=== Text section ===
*** Begin section ***

Our results show that nMH enhanced the ocular hypotensive effect of TM in the contralateral eye, whereas nMH did not enhance the contralateral miotic effect of TM. TM also induced ocular hypotensive and miotic effects on the contralateral eye in dogs [
11,
12,
13]. The mechanisms of these actions are unclear, but the most widely accepted mechanism is systemic absorption through the nasolacrimal duct with flow into the contralateral eye via the plasma [
15]. However, the concentration of TM in the plasma when 0.5% TM is topically administered is approximately 300 times lower than that of the aqueous humor [
40,
41]. A low concentration of TM may be insufficient for inducing ocular hypotension and miosis in the contralateral eye. Furthermore, if contralateral ocular hypotension is caused by TM flowing into the contralateral eye via the plasma, then TM would also affect the iris sphincter muscle, meaning the contralateral eye must cause miosis in dogs. Other possible mechanisms proposed for the contralateral effects are the centrally mediated effect of a systemically absorbed drug and a consensual reaction related to changes in IOP in the treated eye [
15,
42]. Our results of a contralateral ocular hypotensive effect might have been caused by these mechanisms.
In our experiment, there were no ocular or systemic serious adverse effects during the 7-day treatment or during the 28-day interval periods. The systemic side effects of topically applied TM, such as bradycardia and hypotension, are related to systemic absorption from the nasolacrimal duct in both dogs and humans [
14,
40]. The fixed combinations of nMH did not exacerbate the bradycardia effect of TM. None of the drugs caused or exacerbated hypotension, either. Our data suggest that nMH does not increase the systemic absorption of fixed-combined TM from the nasolacrimal duct. Regarding nMH, our previous report revealed that nMH and an nMH fixed-combined drug did not affect corneal wound healing time or produce corneal toxicity in rat and rabbit models [
18,
19]. Additionally, 50 µL of topically administered 0.1% nMH–TM contains 50 µg of MH. This dosage is <1/1000th of that orally used as an antacid or laxative. For the above-mentioned reasons, nMH–TM is unlikely to cause serious adverse effects.

*** End section ***

=== Work to be completed ===
Answer these questions from the text on nMH and TM:
(a) When 0.5% TM is given topically, how does its concentration in the plasma compare with that of the aqueous humor?
(b) How many days did the treatment last without serious adverse effects?
(c) How much MH is in 50 µL of topically administered 0.1% nMH–TM?
The entries that follow have nothing to do with the text.

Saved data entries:
*** Begin section ***

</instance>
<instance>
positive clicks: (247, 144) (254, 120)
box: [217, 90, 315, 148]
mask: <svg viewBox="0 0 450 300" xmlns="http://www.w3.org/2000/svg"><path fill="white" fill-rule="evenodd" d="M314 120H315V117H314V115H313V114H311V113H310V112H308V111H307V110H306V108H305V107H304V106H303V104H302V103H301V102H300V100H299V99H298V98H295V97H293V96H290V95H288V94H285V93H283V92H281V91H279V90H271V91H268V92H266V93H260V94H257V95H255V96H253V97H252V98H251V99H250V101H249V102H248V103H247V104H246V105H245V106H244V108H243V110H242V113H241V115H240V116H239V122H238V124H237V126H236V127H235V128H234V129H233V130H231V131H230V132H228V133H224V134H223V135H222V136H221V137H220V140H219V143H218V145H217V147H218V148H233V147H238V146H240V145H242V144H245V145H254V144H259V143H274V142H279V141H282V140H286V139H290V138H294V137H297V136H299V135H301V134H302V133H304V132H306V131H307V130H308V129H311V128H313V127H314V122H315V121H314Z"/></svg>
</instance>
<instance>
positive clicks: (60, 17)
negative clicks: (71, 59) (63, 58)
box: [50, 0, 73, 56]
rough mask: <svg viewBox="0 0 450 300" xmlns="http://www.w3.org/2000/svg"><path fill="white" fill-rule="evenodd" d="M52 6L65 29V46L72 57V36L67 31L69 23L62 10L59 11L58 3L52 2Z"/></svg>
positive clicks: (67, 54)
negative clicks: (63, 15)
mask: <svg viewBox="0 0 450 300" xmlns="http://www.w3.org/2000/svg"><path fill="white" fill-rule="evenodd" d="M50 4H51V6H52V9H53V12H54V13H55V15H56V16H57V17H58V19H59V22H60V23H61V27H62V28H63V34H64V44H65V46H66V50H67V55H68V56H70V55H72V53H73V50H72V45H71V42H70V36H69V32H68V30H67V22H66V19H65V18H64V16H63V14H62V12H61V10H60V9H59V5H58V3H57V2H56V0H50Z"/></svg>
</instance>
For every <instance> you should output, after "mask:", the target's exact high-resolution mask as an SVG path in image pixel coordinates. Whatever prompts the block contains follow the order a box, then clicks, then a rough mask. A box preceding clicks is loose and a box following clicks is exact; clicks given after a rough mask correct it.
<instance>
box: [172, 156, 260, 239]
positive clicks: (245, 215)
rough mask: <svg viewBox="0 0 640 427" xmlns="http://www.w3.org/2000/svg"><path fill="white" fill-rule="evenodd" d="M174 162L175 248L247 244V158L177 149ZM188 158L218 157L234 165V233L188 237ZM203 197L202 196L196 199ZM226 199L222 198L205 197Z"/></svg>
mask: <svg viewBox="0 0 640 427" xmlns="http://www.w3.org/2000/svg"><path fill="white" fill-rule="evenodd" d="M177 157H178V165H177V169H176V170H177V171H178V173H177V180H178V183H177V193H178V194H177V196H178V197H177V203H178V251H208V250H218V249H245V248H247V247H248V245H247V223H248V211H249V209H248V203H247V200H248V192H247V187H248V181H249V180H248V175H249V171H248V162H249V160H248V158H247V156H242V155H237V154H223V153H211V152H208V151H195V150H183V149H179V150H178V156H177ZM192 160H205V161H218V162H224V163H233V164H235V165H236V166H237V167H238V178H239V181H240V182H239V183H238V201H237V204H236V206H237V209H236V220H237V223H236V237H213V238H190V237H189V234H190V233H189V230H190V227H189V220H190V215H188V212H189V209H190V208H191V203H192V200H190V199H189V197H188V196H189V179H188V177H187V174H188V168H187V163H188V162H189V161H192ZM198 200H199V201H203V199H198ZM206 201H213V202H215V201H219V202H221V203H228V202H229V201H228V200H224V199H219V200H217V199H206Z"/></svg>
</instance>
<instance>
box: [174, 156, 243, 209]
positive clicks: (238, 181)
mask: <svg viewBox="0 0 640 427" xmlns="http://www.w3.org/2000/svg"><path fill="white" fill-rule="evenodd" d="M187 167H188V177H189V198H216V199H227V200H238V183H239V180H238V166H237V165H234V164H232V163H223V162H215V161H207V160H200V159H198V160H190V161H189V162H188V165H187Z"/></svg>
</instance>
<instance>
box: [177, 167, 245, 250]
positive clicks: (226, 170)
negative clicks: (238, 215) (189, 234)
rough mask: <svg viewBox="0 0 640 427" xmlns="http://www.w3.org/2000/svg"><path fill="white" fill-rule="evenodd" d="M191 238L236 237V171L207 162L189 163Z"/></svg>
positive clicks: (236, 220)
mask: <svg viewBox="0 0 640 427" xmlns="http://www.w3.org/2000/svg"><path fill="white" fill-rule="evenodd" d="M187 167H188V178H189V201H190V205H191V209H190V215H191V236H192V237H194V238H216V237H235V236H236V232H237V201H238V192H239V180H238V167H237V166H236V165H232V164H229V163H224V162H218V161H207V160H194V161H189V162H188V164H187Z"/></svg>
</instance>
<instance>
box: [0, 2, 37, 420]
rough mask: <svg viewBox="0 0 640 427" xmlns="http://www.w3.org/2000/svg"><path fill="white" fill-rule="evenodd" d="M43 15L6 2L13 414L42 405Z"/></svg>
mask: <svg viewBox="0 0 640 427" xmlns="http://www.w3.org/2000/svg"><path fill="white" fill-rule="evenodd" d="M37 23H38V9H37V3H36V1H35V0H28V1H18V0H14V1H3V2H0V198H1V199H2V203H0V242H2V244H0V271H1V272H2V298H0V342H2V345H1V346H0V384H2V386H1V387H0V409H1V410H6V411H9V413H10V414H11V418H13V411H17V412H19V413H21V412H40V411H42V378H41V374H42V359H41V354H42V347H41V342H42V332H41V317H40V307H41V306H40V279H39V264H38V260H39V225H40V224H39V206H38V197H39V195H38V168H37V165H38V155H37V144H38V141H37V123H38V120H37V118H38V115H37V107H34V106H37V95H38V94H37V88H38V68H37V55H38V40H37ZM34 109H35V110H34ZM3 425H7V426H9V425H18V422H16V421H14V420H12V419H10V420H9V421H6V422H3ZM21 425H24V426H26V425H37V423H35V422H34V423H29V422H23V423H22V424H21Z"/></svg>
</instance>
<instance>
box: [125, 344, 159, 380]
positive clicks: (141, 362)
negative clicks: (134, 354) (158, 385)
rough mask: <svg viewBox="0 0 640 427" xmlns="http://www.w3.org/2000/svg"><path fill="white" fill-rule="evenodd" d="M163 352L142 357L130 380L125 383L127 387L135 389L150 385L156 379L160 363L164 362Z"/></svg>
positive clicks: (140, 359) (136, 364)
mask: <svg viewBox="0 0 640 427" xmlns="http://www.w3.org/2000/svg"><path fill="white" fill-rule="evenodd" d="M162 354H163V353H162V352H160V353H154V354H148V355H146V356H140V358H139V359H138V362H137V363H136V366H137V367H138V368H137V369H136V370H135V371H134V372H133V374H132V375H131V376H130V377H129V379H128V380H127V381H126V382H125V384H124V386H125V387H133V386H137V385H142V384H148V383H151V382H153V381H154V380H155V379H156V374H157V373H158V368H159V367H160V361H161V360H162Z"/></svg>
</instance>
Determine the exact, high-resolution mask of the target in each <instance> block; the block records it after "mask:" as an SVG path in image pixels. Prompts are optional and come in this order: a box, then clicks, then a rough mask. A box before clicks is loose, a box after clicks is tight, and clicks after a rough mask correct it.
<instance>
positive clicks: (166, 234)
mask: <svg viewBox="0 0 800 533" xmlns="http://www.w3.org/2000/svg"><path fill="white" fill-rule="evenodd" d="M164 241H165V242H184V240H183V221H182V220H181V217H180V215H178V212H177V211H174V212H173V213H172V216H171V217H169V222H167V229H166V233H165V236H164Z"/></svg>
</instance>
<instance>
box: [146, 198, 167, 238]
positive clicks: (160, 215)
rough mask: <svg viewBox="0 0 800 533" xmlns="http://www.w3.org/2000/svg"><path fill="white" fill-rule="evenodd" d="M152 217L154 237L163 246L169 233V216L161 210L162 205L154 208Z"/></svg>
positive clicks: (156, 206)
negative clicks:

*** End section ***

=== Exercise solution ===
(a) It is about 300 times lower in the plasma.
(b) 7 days.
(c) 50 µg.